• _ASSIGNMENT 1_:
In the news report about the Florida raid, what did state police seize from Jones?
• _ASSIGNMENT 2_:
Copy the stretch of the news report from "A Republican lawyer" through "unethical pandemic-related requests." word for word.

• _DOCUMENT TEXT_:
A Republican lawyer resigned Tuesday from a Florida judicial panel to object to police raiding the home of a data scientist who has alleged the state health department ousted her for resisting unethical pandemic-related requests.
“It just seems like it’s not really about any kind of criminal investigation,” Filipkowski told The Washington Post. “It’s about intimidation of her and sending a message to people currently working in state government that, ‘This could be you.’ ”
The state’s public-facing portal of pandemic data has been under scrutiny since earlier this year, when Jones, a former data scientist at the Florida Department of Health, was fired and began trading public accusations with the agency. She alleged that she was asked to undercount infections and overcount the number of people tested, while state officials said she had been repeatedly insubordinate.
Jones launched her own data portal in June, advertising it as an independent alternative to the state dashboard. State police seized her computer, phone and other hardware during the raid Monday, in what she says is an attempt to silence her work.

Collection entries

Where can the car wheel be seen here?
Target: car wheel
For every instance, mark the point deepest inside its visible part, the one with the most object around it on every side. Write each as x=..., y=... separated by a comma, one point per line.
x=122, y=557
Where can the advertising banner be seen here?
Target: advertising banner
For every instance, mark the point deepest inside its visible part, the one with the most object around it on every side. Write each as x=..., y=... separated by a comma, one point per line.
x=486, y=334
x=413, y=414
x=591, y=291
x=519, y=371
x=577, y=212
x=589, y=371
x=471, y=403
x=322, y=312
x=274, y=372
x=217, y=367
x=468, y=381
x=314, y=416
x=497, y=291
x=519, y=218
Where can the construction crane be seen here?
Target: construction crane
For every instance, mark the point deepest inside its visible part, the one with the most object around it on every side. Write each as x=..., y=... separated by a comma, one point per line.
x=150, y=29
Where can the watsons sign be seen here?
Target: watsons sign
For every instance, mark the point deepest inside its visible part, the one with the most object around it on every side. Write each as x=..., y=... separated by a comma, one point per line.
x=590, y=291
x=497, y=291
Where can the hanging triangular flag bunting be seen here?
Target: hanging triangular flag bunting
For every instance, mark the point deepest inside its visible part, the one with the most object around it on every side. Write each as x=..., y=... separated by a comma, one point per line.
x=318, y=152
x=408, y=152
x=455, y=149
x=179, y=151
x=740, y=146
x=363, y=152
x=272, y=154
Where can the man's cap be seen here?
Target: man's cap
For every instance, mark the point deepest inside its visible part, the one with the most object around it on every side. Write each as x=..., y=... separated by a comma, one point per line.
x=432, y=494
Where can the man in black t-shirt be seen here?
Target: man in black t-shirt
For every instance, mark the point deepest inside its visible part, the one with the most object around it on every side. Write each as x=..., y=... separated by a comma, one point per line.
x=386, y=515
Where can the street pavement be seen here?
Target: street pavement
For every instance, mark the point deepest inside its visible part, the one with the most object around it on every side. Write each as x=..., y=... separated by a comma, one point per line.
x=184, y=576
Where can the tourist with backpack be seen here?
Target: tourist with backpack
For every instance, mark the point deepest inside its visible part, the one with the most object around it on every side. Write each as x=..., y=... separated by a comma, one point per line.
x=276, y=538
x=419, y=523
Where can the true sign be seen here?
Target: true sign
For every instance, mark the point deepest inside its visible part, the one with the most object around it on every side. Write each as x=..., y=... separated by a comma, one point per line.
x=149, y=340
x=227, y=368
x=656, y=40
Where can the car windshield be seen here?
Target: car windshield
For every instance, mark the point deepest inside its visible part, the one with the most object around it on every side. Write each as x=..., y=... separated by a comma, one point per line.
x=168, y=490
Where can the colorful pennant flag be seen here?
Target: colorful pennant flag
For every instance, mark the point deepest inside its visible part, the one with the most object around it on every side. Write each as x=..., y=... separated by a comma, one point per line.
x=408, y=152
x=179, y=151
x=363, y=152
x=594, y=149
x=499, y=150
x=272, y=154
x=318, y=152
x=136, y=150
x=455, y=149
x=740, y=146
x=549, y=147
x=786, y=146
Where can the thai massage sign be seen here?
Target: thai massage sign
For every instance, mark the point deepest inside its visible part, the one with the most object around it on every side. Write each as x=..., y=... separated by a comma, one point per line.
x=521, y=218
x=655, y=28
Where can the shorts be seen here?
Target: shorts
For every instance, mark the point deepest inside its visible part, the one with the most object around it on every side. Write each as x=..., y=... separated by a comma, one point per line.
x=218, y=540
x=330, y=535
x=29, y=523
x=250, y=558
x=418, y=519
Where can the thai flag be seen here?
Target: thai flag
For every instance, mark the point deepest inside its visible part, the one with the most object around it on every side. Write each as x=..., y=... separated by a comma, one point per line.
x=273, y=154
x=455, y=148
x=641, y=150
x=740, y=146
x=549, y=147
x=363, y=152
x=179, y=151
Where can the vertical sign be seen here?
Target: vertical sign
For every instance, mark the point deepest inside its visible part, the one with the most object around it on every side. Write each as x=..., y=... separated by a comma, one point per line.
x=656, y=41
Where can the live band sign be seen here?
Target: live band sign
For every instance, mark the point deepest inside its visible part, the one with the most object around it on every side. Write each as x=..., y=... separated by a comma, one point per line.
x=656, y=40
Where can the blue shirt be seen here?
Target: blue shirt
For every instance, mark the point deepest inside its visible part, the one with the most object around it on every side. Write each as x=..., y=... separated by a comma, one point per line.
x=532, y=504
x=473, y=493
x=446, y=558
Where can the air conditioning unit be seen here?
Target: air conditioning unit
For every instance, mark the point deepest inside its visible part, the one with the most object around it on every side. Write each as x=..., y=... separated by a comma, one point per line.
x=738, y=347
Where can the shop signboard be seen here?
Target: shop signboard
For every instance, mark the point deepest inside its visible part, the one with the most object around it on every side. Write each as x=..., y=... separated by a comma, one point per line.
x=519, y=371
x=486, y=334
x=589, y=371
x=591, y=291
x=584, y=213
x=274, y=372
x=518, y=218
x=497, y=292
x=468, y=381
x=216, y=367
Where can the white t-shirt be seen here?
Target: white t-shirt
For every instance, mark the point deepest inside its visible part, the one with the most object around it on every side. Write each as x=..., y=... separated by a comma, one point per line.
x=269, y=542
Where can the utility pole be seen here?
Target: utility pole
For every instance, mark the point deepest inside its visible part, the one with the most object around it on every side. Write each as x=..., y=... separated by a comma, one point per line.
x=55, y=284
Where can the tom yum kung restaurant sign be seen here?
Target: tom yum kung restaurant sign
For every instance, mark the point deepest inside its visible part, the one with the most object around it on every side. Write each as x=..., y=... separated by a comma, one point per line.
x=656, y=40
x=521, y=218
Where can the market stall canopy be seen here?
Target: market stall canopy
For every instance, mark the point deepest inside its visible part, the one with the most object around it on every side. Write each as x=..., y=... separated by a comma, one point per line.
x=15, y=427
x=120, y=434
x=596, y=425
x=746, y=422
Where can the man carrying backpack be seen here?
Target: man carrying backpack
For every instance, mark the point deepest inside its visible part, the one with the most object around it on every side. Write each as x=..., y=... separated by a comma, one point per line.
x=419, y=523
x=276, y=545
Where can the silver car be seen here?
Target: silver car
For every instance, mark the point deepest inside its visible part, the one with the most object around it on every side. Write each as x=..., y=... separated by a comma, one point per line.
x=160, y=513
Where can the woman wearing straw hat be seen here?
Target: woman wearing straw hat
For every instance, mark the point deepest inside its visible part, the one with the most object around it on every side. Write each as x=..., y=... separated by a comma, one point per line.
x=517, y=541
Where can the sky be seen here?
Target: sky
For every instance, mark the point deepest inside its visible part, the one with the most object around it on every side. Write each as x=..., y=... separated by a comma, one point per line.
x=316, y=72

• _WRITTEN SOLUTION 1_:
Her computer, phone and other hardware.

• _WRITTEN SOLUTION 2_:
A Republican lawyer resigned Tuesday from a Florida judicial panel to object to police raiding the home of a data scientist who has alleged the state health department ousted her for resisting unethical pandemic-related requests.